======== DATA EXTRACT

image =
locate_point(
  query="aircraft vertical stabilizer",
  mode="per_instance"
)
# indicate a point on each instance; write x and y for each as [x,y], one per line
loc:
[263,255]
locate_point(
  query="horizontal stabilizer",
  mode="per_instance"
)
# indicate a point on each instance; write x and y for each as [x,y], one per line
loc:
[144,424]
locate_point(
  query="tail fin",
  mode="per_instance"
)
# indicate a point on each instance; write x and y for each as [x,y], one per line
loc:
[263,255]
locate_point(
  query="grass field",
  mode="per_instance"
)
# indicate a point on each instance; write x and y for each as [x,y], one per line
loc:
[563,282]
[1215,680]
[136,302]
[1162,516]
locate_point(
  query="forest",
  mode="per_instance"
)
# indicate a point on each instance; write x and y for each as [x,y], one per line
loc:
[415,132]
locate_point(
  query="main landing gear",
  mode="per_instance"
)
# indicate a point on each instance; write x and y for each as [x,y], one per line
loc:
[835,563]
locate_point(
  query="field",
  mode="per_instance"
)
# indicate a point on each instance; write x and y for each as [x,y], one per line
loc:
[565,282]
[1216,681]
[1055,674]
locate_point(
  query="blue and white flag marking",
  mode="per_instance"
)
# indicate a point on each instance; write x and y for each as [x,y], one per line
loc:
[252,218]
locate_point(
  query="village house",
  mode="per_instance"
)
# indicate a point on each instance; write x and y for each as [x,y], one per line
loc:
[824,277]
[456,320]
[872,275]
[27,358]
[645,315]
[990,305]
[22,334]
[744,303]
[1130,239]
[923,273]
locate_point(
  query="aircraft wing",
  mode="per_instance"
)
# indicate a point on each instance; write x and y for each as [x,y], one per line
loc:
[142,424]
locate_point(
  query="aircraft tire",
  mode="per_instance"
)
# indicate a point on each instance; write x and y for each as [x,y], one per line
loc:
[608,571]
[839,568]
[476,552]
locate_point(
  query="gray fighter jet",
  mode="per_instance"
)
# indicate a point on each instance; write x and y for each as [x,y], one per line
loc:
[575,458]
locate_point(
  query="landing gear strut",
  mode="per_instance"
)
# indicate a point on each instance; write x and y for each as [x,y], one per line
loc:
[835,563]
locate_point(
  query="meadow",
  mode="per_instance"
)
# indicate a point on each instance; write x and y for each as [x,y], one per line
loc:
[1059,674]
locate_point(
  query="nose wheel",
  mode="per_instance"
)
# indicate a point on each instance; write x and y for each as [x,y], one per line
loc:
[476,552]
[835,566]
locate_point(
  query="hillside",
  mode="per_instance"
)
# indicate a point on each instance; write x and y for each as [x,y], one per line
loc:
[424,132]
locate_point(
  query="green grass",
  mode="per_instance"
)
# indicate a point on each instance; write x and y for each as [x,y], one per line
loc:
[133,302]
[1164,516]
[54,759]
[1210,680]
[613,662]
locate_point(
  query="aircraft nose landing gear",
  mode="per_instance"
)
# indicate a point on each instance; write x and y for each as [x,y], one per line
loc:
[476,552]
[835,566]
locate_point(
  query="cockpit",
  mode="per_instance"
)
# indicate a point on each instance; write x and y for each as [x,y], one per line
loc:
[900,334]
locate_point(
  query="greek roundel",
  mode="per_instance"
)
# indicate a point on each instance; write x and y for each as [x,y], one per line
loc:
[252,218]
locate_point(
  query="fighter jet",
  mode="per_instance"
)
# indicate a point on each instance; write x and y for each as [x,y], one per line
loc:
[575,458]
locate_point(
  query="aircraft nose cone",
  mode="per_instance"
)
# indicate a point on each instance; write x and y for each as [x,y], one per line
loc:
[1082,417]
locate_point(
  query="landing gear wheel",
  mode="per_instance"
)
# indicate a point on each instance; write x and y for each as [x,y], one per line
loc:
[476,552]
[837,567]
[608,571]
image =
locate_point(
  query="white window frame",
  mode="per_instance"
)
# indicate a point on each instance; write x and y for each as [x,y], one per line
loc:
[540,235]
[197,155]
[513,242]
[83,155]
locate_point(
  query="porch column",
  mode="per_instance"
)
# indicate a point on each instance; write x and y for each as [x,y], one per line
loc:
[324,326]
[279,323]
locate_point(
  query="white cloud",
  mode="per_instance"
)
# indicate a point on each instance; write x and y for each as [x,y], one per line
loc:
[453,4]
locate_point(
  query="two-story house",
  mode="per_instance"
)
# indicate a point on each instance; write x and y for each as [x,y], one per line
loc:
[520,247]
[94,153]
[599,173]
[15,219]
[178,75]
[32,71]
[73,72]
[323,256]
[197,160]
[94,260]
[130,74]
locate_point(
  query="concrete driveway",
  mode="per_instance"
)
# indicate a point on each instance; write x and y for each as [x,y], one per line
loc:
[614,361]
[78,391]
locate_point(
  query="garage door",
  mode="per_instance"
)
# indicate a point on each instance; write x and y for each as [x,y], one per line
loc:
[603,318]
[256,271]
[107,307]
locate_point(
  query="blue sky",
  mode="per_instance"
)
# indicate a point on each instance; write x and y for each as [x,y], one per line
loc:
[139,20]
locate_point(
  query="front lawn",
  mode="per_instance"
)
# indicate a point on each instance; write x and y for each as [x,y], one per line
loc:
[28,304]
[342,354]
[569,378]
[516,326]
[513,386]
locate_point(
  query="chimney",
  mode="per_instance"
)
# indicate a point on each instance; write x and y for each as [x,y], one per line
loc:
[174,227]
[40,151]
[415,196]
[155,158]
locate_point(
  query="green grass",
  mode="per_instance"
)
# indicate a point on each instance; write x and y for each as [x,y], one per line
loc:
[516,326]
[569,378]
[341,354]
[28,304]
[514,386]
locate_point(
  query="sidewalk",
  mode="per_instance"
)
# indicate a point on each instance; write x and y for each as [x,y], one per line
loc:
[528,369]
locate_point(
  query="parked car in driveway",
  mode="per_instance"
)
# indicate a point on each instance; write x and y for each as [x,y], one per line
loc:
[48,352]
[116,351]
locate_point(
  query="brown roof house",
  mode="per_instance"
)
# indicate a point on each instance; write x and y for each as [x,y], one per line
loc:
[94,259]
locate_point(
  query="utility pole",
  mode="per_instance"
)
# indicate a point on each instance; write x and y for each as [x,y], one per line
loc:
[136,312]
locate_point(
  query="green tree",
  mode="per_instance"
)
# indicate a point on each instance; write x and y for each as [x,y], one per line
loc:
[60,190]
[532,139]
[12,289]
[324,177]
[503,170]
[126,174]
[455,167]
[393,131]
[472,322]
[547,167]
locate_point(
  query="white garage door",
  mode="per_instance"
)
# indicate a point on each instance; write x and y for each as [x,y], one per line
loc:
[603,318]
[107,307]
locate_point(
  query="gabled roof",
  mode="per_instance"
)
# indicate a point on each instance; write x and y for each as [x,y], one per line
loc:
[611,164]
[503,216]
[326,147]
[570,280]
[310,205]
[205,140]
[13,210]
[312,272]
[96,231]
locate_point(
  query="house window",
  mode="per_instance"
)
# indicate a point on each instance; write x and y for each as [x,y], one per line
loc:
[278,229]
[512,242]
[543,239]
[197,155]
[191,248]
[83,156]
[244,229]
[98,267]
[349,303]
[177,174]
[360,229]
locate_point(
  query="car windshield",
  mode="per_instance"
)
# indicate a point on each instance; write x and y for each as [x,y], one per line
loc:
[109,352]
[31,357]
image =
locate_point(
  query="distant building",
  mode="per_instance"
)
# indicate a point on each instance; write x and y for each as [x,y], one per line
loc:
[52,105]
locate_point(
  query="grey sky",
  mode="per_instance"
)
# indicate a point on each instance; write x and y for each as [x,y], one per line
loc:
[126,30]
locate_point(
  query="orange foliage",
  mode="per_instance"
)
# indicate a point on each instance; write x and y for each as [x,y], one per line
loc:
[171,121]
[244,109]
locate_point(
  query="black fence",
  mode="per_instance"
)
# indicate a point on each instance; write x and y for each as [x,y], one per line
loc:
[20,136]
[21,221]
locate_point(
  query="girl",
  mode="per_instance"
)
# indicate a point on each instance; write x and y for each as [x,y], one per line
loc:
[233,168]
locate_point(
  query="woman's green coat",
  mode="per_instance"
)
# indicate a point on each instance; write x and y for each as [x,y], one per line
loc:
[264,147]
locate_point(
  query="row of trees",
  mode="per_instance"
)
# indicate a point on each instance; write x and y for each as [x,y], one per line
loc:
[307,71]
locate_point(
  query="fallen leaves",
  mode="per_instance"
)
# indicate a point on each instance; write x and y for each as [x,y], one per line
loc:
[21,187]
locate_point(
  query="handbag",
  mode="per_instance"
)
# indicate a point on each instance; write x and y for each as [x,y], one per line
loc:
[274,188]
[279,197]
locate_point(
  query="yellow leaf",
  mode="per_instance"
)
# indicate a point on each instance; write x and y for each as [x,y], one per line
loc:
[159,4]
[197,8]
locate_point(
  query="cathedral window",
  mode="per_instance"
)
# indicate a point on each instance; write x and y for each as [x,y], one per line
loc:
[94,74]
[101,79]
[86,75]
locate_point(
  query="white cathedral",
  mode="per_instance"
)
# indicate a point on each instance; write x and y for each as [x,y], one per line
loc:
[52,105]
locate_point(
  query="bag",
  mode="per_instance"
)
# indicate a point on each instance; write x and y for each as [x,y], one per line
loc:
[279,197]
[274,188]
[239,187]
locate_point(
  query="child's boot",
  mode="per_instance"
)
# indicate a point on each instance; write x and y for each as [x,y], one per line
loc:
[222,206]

================

AIM:
Gather every line of the records that holds the string "door". Case counts, so only matches with the same capitalization belong.

ANSWER FOR THIS EXERCISE:
  query="garage door",
  query="white garage door",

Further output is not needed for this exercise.